• [Aufgabe]:
Erläutern Sie anhand des Forumsverlaufs zum OMBM, warum Adrenalino die Ortskundigen bittet, in den nächsten Tagen etwas zur Wetter- und Streckensituation zu posten.

• [Ausgangstext]:
Genau so ist es. Werde mir wohl ein lauschiges Plätzchen zum Knacken im Geräteraum suchen... Bis dann, lass die Sau fliegen. Ich freu mich schon tierisch auf Australien.


----------



## easymtbiker (10. September 2004)

andithebrain schrieb:
			
		

> Genau so ist es. Werde mir wohl ein lauschiges Plätzchen zum Knacken im Geräteraum suchen... Bis dann, lass die Sau fliegen. Ich freu mich schon tierisch auf Australien.



falls du n übernachtungsplatz suchst, sag bescheid, sind halt 12km von mir bis zum start, aber ich werde mit dem auto fahren!

mm


----------



## Adrenalino (11. September 2004)

Hi ihrs!

Hab mich für die Mittelstrecke angemeldet, ist aber egal, wollte mal folgendes fragen: Hier gibts anscheinend welche die direkt aus der Gegend des OMBM kommen.....könntet ihr vielleicht in den nächsten Tagen mal ab und zu was zur Wetter bzw. Streckensituation posten? Soll ja wieder mehr regnen die nächsten Tage......  ICH HASSE REGEN!!!!!! Mir reicht es für dieses Jahr mit Schlamm-Marathons ( Willingen, Garmisch, Alsfeld usw usw usw bal bla bla )...damit man sich wenigstens schonma seelisch drauf einstellen kann was uns da erwartet.
Wär echt suupi!!


----------



## andithebrain (11. September 2004)

Habe mich heute richtig schön auf die Hand abgestützt. Resultat: Höllenschmerzen wegen sauberer Prellung. Der Doc hat mir ne Schiene verpasst bis Do. Hoffe, ich komm am So klar.
Andi


----------



## doppelhac (12. September 2004)

Hallo Ihr "Ortskundigen",

kann mich der Bitte von adrenalino nur anschliessen. Es wäre echt gaaaanz super, wenn Ihr uns nächste Woche ein wenig über die Streckenbeschaffenheit bzw. Wetteraussichten auf dem laufenden halten könntet, zwecks "Reifenplanung".

Existiert eigentlich noch das "Bächlein", durch das man letztes Jahr durch-
fahren musste, durfte, konnte ??

Grüssle
Michaela


----------



## easymtbiker (12. September 2004)

(Einträge zur Ortsbestimmung)

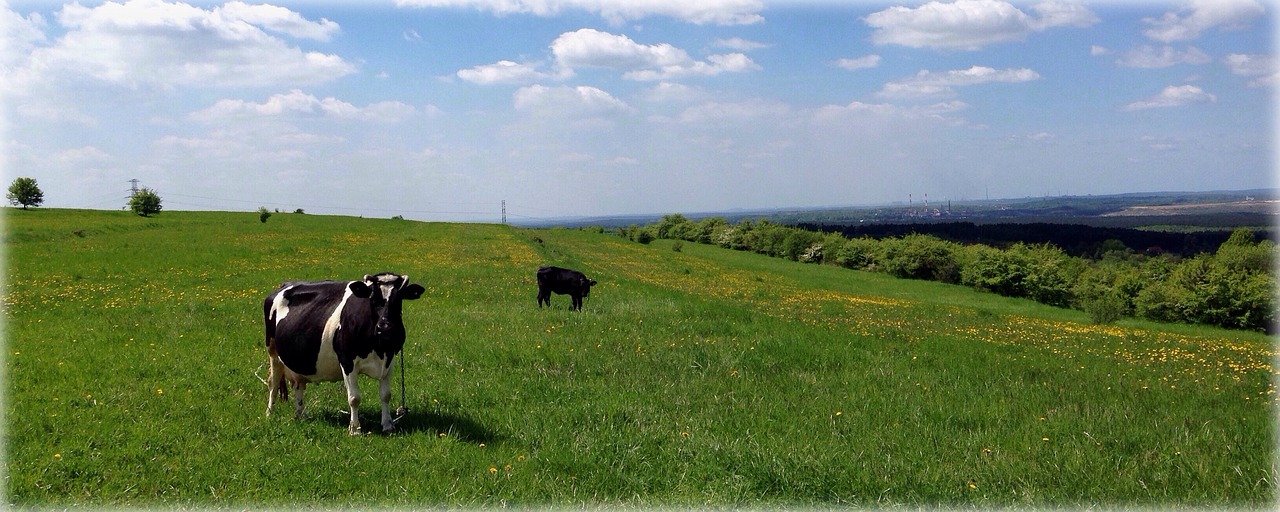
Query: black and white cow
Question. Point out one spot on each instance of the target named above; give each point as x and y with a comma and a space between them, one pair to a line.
334, 330
562, 282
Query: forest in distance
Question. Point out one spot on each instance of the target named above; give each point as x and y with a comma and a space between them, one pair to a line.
1224, 210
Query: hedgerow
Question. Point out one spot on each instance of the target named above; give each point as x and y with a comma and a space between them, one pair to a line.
1234, 287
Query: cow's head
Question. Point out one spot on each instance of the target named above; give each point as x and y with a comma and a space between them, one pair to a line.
384, 292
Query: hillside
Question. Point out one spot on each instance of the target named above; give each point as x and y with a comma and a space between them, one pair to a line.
693, 378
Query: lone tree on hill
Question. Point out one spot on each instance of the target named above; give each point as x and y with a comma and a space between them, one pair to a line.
145, 202
24, 192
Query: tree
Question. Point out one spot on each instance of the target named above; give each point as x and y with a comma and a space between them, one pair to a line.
145, 202
24, 192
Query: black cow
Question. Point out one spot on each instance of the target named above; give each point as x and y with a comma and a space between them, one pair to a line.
562, 282
336, 330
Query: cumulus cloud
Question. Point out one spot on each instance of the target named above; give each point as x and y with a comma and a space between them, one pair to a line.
739, 44
581, 101
1261, 68
1200, 16
1173, 96
1151, 58
301, 104
735, 112
589, 48
858, 63
970, 24
617, 12
159, 44
503, 72
941, 83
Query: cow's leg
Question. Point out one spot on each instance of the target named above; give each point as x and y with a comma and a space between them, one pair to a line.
352, 382
274, 378
300, 389
384, 394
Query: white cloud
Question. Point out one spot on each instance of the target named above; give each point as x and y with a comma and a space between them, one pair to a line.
503, 72
970, 24
1151, 58
915, 112
300, 104
714, 64
936, 83
279, 19
1200, 16
581, 100
1173, 96
617, 12
858, 63
735, 112
1261, 68
18, 36
152, 42
85, 155
739, 44
589, 48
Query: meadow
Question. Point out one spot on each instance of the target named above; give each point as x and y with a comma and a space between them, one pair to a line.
691, 378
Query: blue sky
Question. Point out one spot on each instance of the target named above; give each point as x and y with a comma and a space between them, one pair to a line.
442, 109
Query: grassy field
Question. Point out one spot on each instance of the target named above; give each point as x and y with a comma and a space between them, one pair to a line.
694, 378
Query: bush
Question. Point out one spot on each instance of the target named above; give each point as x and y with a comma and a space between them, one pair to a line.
1105, 309
859, 254
24, 192
920, 256
145, 202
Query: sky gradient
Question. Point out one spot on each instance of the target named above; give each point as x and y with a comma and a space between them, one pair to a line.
443, 109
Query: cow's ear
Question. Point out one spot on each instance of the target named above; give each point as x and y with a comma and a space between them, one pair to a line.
412, 292
360, 289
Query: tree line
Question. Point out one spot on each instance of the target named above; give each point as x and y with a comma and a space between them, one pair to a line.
1232, 287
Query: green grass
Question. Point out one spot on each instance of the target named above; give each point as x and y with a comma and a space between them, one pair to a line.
695, 378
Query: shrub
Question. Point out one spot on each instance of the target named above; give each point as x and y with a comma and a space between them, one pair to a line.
145, 202
1105, 309
24, 192
859, 254
920, 256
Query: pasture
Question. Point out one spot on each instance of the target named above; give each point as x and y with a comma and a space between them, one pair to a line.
695, 378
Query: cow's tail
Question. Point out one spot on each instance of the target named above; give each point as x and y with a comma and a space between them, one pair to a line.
269, 319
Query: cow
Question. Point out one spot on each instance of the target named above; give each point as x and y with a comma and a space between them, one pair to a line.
334, 330
562, 282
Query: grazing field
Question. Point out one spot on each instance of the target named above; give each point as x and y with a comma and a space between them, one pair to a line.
700, 376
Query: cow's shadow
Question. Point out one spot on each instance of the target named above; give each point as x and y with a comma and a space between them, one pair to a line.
414, 421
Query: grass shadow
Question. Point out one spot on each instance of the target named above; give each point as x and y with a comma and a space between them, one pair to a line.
460, 428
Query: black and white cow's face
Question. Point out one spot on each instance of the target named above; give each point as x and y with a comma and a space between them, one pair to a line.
384, 293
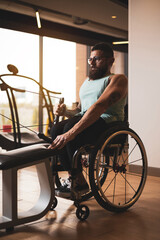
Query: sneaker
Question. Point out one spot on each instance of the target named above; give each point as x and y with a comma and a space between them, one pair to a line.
82, 188
64, 190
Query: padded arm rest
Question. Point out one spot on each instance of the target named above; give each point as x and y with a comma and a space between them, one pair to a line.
21, 156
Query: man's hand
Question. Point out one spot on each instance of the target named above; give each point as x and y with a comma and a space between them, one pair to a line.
60, 110
61, 140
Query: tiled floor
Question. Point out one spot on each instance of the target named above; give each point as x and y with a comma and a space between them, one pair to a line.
141, 222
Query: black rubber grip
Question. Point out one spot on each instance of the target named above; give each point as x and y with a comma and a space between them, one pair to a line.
45, 138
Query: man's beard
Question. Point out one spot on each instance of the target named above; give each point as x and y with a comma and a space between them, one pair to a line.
97, 73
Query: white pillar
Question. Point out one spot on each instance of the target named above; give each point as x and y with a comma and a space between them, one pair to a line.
144, 74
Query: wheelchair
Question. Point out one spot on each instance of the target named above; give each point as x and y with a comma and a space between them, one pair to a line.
115, 169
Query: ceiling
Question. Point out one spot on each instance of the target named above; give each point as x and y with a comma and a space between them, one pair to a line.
90, 15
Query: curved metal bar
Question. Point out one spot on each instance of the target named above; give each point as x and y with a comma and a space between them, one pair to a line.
17, 75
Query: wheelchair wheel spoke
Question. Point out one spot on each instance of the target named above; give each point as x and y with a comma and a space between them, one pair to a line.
114, 187
128, 182
130, 152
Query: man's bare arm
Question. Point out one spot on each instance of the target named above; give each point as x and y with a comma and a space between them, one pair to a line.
114, 92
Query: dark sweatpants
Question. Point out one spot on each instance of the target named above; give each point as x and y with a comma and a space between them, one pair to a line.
88, 136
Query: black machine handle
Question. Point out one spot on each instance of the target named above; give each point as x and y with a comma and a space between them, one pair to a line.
45, 138
56, 120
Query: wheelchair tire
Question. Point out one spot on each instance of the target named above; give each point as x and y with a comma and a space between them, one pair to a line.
82, 212
126, 169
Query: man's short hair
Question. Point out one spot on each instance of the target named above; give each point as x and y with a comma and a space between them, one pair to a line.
105, 48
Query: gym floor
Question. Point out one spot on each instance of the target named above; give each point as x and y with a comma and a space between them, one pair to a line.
140, 222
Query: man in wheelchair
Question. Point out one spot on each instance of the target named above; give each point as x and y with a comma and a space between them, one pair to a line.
102, 101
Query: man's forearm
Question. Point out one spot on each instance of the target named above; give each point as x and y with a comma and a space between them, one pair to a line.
70, 113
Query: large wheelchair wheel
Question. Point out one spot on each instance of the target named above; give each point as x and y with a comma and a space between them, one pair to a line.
122, 155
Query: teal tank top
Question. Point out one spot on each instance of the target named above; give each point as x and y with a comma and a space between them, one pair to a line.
89, 93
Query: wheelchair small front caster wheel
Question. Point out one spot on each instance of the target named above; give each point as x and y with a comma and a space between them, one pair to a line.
54, 204
82, 212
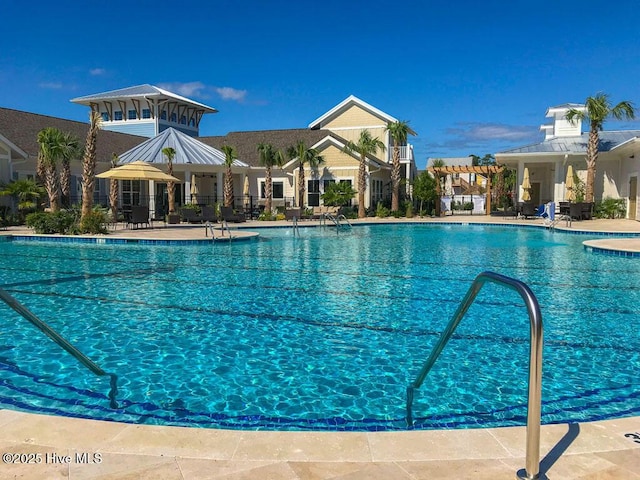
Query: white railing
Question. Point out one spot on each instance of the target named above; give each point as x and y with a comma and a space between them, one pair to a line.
406, 152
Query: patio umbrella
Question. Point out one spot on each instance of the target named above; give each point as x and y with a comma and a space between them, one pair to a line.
569, 185
526, 186
138, 170
194, 189
246, 192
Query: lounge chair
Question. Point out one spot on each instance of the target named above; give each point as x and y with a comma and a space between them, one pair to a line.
190, 215
139, 216
228, 215
209, 214
291, 213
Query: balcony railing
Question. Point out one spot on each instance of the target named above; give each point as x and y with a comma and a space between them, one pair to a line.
406, 153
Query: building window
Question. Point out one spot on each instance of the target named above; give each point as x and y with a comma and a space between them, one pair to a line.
313, 193
277, 190
131, 192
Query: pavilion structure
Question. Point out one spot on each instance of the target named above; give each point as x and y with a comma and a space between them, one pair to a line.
486, 170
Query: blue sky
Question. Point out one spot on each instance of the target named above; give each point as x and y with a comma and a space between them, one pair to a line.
470, 77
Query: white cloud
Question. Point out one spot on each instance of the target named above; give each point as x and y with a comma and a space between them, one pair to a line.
51, 85
187, 89
229, 93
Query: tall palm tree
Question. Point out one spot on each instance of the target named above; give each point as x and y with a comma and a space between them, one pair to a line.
113, 189
438, 163
269, 157
598, 109
170, 153
366, 145
399, 131
305, 156
229, 157
50, 141
70, 151
89, 164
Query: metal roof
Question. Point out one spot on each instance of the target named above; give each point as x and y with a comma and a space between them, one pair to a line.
143, 91
188, 151
577, 144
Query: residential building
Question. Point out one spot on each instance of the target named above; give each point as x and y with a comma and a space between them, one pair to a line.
564, 145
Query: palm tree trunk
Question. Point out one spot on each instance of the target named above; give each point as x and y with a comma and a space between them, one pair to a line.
301, 188
52, 186
395, 179
268, 192
89, 165
228, 188
592, 157
362, 186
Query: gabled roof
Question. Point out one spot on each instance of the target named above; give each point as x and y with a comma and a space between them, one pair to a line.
188, 151
140, 91
576, 144
21, 130
246, 143
343, 106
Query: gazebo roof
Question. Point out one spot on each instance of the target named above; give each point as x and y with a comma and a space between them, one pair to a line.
188, 151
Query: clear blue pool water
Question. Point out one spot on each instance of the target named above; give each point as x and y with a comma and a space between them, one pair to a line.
322, 332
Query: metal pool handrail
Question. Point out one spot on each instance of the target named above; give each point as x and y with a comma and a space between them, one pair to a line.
55, 336
532, 468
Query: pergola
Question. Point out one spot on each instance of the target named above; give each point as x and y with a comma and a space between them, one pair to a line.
486, 170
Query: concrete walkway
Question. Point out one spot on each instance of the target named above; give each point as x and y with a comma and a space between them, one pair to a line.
40, 446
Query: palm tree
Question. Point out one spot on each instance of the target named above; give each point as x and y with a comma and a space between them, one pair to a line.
113, 189
309, 156
229, 157
399, 132
70, 151
89, 164
269, 157
438, 163
598, 109
366, 145
170, 153
50, 140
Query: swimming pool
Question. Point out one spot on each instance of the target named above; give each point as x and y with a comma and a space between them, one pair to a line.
323, 331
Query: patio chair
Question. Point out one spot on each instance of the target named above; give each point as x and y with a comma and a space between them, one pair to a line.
291, 213
209, 214
228, 215
139, 216
190, 215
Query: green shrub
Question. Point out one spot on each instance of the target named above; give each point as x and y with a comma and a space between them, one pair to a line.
61, 222
382, 211
611, 208
95, 222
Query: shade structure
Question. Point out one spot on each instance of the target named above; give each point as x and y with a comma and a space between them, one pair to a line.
138, 170
526, 186
194, 189
246, 192
570, 195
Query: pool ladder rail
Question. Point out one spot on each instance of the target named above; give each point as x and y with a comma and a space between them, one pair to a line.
208, 228
62, 342
335, 220
532, 469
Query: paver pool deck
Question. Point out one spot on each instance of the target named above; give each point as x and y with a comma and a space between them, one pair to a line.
90, 449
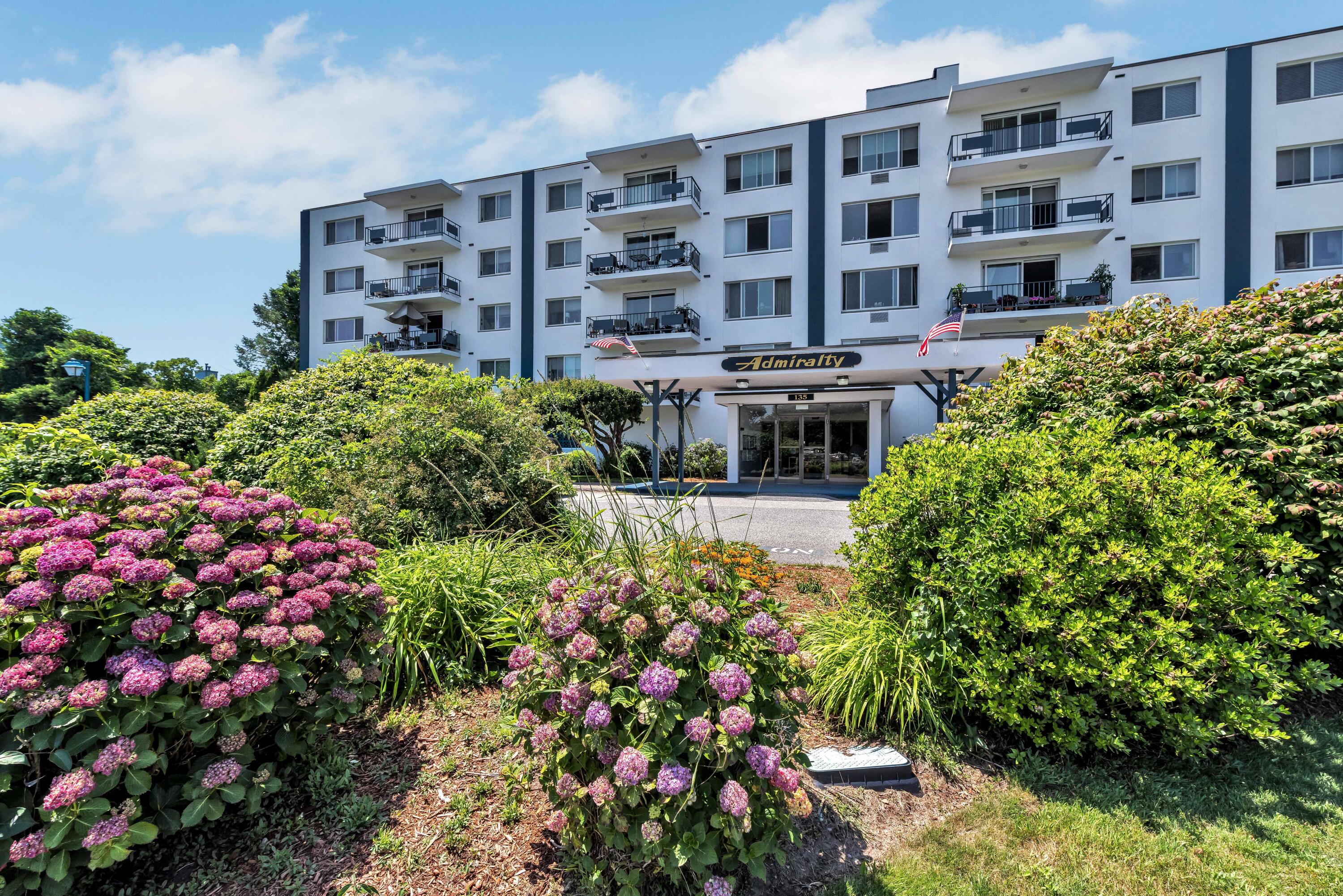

• [Lösung]:
Adrenalino möchte sich wenigstens schon seelisch darauf einstellen können, was die Teilnehmer erwartet. Für die nächsten Tage soll es wieder mehr regnen, und Adrenalino hasst Regen und hat nach Schlamm-Marathons wie Willingen, Garmisch und Alsfeld für dieses Jahr genug davon.